# BRONTEKST
....
ECLI:NL:RBSGR:2012:BV3410

Rechtbank 's-Gravenhage

Datum uitspraak
1 februari 2012
Publicatiedatum
5 april 2013
Zaaknummer
401024 / HA ZA 11-2264
Instantie
Rechtbank 's-Gravenhage
Type
Uitspraak
Rechtsgebied
Civiel recht
Procedures
  • Eerste aanleg - enkelvoudig
Vindplaatsen
  • Rechtspraak.nl
AI samenvatting door LexboostAutomatisch gegenereerd

Uitzendkracht inlenen via derde en contractuele boete

In deze zaak, die voor de Rechtbank 's-Gravenhage werd behandeld, vorderde Mailprofs Uitzendbureaus B.V. betaling van een afkoopvergoeding van het ROC West-Brabant. De vordering was gebaseerd op de stelling dat er sprake was van een arbeidsverhouding tussen het ROC en een uitzendkracht, [A], die via een derde, Océ, werkzaamheden verrichtte. Mailprofs stelde dat het ROC contractueel verplicht was om de afkoopvergoeding te betalen, omdat [A] na beëindiging van zijn uitzendovereenkomst bij Mailprofs opnieuw aan het werk was gezet op dezelfde werkplek, maar nu onder leiding van Océ.
....
# MAAK DE OPDRACHTEN
**A)** Leg in één tot drie zinnen uit waarom het ROC volgens Mailprofs contractueel verplicht was de afkoopvergoeding te betalen, zoals de uitspraak dat weergeeft.
**B)** Typ uit de uitspraak het stuk van "Uitzendkracht inlenen via" tot en met "leiding van Océ." letterlijk over.
Het materiaal heeft niets met de uitspraak te maken.

Opgeslagen gegevens
....
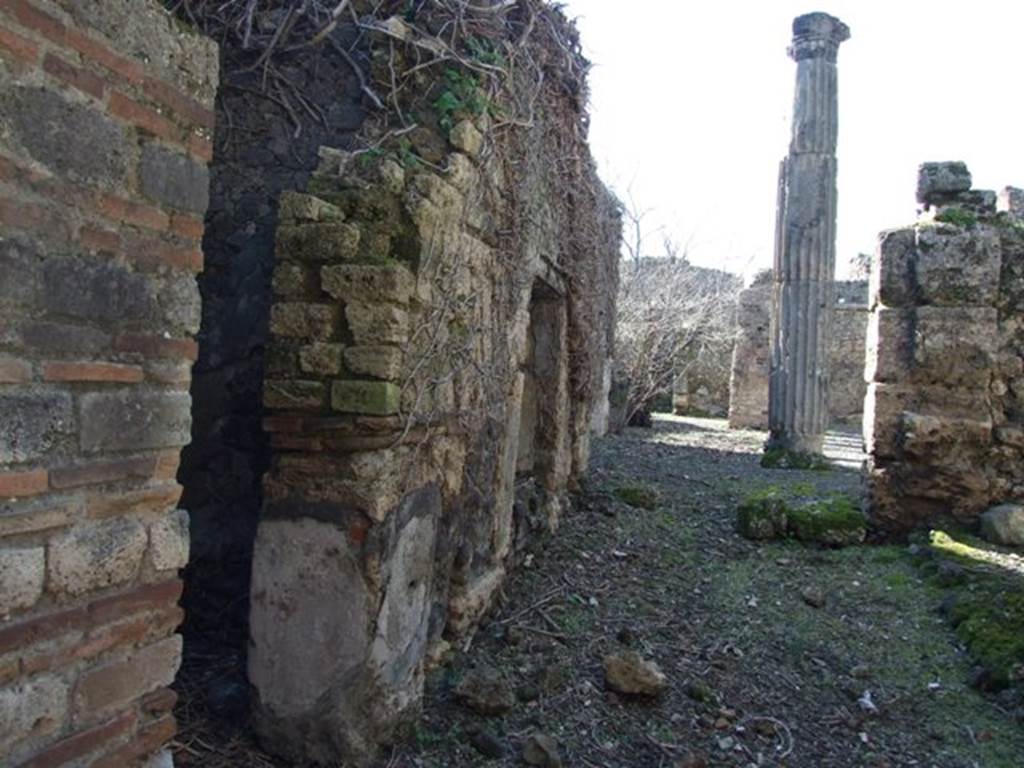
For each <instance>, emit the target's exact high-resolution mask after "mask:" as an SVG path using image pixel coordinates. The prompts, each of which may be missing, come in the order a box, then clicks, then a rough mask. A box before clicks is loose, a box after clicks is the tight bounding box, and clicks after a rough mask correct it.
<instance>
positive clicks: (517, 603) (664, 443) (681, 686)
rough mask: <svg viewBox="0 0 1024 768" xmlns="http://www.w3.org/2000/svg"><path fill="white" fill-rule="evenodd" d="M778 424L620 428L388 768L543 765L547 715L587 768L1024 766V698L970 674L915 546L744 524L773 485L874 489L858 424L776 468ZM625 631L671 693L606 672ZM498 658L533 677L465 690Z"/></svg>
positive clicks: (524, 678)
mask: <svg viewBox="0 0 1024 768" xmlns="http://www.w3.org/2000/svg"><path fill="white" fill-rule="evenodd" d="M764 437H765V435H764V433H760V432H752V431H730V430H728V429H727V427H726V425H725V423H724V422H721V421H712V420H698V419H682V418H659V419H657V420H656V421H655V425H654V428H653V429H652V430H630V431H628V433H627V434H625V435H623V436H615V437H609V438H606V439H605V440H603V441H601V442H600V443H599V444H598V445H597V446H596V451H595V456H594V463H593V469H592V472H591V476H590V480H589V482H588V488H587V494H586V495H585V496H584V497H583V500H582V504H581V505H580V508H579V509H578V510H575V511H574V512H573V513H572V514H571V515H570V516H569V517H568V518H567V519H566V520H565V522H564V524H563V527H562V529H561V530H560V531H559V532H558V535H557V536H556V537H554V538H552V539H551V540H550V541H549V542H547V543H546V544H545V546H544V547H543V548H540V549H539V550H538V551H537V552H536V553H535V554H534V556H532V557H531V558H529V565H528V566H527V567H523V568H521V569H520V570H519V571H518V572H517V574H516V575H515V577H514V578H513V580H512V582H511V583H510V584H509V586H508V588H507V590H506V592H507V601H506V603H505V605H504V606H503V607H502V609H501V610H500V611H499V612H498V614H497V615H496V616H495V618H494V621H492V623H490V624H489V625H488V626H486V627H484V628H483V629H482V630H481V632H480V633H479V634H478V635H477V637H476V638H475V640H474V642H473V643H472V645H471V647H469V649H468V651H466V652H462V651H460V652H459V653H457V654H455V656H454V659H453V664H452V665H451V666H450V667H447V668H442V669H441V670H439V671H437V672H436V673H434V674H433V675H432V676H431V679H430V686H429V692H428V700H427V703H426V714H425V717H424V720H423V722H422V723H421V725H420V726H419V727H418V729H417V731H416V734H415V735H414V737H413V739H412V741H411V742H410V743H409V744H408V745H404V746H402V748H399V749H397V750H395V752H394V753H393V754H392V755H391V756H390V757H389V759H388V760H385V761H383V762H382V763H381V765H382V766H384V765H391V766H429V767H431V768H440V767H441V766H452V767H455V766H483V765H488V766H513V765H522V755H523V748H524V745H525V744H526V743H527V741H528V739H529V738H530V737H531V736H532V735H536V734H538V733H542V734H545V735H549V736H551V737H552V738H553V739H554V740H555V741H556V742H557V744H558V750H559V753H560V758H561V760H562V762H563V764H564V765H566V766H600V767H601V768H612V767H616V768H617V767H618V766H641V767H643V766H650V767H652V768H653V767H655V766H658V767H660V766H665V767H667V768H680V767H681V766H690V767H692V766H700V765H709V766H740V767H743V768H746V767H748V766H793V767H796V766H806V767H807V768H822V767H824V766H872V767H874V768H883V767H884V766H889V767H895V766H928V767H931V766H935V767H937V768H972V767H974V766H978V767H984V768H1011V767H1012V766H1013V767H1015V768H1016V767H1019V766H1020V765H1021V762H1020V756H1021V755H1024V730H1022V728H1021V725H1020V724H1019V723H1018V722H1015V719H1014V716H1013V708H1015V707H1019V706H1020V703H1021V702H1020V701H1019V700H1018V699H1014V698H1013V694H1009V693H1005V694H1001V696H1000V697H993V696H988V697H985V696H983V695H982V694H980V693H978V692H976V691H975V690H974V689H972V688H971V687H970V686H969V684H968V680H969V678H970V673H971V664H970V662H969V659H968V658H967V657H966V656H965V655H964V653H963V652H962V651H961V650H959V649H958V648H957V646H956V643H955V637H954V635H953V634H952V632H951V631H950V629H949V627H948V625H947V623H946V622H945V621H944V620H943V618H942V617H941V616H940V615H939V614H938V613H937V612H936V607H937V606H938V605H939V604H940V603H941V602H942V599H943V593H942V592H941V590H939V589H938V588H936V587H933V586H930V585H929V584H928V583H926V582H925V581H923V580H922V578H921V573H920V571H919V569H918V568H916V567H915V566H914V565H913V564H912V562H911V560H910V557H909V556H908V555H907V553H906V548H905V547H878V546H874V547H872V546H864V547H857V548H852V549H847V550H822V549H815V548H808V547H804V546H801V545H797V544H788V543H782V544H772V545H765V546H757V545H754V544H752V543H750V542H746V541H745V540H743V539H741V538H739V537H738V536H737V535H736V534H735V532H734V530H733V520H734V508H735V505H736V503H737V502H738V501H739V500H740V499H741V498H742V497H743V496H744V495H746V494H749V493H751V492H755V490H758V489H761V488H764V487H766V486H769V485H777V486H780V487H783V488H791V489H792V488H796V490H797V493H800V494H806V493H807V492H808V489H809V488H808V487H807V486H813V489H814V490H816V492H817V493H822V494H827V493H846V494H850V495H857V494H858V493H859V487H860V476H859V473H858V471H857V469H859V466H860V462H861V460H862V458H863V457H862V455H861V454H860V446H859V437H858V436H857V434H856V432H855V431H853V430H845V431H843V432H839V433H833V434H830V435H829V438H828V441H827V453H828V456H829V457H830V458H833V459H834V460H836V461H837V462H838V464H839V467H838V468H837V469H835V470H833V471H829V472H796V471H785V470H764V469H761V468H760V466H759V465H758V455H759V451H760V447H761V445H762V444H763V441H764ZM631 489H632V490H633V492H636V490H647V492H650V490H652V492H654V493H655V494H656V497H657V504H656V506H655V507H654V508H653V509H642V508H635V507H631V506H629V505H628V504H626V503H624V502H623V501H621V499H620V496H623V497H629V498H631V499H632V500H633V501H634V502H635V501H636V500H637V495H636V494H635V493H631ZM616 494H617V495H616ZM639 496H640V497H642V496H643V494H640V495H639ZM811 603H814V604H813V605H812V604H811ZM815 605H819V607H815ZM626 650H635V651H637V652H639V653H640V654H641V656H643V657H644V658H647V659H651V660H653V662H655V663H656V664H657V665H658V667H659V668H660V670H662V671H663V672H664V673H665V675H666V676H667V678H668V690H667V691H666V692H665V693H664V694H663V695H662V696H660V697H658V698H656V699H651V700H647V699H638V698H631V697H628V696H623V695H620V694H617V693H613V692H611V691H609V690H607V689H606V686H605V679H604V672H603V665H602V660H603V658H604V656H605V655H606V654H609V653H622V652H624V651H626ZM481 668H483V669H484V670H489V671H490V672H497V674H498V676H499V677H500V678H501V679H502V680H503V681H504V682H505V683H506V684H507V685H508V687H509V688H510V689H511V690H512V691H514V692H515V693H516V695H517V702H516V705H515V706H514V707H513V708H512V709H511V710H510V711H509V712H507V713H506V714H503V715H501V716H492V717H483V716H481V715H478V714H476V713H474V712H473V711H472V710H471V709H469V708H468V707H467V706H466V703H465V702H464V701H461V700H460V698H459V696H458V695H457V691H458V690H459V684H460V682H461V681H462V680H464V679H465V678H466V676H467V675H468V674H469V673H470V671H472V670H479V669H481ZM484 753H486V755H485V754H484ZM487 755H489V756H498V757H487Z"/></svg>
....
# OVERZICHT ANTWOORDEN
**A)** Volgens Mailprofs moest het ROC de afkoopvergoeding betalen omdat [A] na de beëindiging van zijn uitzendovereenkomst bij Mailprofs opnieuw aan het werk was gezet. Dat gebeurde op dezelfde werkplek, maar nu onder leiding van Océ.

**B)**
Uitzendkracht inlenen via derde en contractuele boete

In deze zaak, die voor de Rechtbank 's-Gravenhage werd behandeld, vorderde Mailprofs Uitzendbureaus B.V. betaling van een afkoopvergoeding van het ROC West-Brabant. De vordering was gebaseerd op de stelling dat er sprake was van een arbeidsverhouding tussen het ROC en een uitzendkracht, [A], die via een derde, Océ, werkzaamheden verrichtte. Mailprofs stelde dat het ROC contractueel verplicht was om de afkoopvergoeding te betalen, omdat [A] na beëindiging van zijn uitzendovereenkomst bij Mailprofs opnieuw aan het werk was gezet op dezelfde werkplek, maar nu onder leiding van Océ.